[WHAT YOU SHOULD DO]
Quote the material below exactly as written, from the first line to the line that holds "the blurred background", endpoints included.

[AVAILABLE RECORDS]
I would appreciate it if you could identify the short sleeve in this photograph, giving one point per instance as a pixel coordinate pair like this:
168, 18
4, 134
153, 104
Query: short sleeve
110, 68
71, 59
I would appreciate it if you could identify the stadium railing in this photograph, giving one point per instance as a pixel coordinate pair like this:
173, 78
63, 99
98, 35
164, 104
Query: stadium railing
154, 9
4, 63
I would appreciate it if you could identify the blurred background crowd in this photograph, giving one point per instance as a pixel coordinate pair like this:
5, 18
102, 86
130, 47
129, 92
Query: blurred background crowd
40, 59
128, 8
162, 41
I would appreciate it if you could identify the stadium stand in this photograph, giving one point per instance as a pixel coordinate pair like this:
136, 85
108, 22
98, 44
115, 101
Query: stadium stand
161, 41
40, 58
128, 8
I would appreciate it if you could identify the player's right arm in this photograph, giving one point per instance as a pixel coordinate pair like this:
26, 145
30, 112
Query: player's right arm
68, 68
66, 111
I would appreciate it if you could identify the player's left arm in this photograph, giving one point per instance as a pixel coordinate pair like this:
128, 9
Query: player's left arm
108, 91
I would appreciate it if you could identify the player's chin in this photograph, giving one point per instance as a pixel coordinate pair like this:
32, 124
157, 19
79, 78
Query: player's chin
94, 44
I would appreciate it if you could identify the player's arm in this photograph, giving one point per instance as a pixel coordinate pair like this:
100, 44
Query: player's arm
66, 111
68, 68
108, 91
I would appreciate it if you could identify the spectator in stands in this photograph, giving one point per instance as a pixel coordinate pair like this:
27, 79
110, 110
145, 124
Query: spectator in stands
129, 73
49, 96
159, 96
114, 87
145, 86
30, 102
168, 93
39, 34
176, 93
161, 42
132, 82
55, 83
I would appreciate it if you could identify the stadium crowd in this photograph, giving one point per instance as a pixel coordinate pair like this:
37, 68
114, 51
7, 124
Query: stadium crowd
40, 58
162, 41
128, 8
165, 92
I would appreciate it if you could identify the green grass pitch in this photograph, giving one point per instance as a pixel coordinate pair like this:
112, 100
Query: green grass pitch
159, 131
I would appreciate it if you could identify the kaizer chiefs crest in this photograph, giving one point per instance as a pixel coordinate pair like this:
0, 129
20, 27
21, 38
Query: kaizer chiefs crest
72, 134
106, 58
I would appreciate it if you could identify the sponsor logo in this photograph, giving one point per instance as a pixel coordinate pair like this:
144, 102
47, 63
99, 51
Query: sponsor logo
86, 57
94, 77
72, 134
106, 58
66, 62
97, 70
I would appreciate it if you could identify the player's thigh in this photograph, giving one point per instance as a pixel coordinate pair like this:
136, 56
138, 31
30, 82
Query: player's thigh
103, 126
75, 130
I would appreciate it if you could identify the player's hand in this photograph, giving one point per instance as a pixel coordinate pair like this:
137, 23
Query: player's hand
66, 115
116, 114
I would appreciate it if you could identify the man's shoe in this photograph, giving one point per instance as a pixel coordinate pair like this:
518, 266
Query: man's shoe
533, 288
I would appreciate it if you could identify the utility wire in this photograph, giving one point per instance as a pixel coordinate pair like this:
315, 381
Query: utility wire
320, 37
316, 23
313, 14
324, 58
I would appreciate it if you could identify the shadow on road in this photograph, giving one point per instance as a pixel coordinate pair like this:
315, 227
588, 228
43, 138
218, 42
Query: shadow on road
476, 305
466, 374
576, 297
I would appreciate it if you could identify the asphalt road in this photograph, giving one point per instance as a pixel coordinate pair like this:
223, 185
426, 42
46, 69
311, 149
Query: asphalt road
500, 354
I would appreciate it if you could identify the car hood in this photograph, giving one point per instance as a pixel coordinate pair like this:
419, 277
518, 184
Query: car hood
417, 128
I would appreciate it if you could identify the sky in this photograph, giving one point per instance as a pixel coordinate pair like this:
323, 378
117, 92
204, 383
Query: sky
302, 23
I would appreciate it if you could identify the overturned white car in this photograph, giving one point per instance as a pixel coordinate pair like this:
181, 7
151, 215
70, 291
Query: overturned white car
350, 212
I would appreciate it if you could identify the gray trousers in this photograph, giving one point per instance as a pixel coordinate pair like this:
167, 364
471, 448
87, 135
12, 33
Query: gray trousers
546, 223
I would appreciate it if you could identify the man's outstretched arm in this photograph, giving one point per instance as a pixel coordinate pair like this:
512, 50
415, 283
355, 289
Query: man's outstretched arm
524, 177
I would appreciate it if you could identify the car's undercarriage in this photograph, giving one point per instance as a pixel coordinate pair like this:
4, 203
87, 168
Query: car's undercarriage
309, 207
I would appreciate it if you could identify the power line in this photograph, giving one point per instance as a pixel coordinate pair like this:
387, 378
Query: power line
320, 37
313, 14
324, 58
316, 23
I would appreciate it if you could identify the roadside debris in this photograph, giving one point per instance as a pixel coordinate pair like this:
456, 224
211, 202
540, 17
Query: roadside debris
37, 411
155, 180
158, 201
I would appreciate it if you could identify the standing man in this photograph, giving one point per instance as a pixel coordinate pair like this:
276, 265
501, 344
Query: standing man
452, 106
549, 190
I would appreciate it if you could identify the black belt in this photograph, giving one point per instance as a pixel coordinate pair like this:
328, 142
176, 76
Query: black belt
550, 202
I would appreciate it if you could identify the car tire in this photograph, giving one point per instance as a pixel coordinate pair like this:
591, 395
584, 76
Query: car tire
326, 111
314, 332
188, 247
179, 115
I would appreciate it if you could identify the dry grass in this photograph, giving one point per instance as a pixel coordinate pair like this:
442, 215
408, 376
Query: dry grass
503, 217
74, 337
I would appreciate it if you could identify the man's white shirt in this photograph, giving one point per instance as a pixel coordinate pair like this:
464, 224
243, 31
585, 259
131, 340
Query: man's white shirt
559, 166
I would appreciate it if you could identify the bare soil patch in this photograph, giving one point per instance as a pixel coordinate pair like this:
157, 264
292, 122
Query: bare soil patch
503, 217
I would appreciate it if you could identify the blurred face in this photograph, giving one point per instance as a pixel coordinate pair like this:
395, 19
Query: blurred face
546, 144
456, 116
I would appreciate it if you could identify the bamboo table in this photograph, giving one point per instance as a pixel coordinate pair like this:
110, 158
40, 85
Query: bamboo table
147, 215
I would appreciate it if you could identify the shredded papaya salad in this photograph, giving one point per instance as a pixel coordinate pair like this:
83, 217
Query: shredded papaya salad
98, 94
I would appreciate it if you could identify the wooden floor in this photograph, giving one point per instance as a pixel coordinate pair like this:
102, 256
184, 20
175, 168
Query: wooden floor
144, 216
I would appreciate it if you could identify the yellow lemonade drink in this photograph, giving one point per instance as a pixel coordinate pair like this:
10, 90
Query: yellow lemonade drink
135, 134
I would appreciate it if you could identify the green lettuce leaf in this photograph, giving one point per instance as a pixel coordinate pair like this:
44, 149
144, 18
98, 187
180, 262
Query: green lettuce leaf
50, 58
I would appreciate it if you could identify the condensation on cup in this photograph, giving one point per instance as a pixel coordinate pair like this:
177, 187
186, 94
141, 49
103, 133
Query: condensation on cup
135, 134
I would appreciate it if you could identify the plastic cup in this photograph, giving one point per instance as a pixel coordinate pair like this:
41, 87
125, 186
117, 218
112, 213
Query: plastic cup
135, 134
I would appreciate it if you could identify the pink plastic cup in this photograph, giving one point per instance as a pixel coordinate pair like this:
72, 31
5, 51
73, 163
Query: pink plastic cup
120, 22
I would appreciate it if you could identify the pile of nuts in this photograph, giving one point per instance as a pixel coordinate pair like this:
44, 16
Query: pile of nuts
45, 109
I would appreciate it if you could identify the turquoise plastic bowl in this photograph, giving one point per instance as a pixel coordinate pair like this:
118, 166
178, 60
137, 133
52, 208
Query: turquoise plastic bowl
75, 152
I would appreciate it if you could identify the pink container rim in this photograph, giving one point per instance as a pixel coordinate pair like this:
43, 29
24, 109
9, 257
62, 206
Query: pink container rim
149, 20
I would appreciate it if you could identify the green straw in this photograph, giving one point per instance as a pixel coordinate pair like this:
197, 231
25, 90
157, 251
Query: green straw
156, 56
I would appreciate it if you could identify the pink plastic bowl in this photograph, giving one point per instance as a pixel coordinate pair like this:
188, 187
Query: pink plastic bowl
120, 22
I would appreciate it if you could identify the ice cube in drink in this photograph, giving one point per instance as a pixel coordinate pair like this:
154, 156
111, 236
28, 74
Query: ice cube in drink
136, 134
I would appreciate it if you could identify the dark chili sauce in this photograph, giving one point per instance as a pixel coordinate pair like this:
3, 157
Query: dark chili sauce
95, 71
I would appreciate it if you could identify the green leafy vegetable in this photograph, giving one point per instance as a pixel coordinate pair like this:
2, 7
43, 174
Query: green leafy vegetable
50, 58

[RESULT OF THE EXERCISE]
I would appreciate it if you could identify the short sleeve in this photograph, giving one point per instance as a pixel coordinate pair like this:
168, 18
4, 134
153, 104
Query: short sleeve
110, 68
71, 59
I would appreciate it if you could identify the stadium railing in this photograph, giving one point per instance as a pixel coordinate pair like this:
173, 78
63, 99
98, 35
164, 104
Query: stadium railing
154, 9
4, 63
I would appreciate it if you could identify the blurred background crowd in this photograph, giving one point per instance as a pixel coordinate pair like this:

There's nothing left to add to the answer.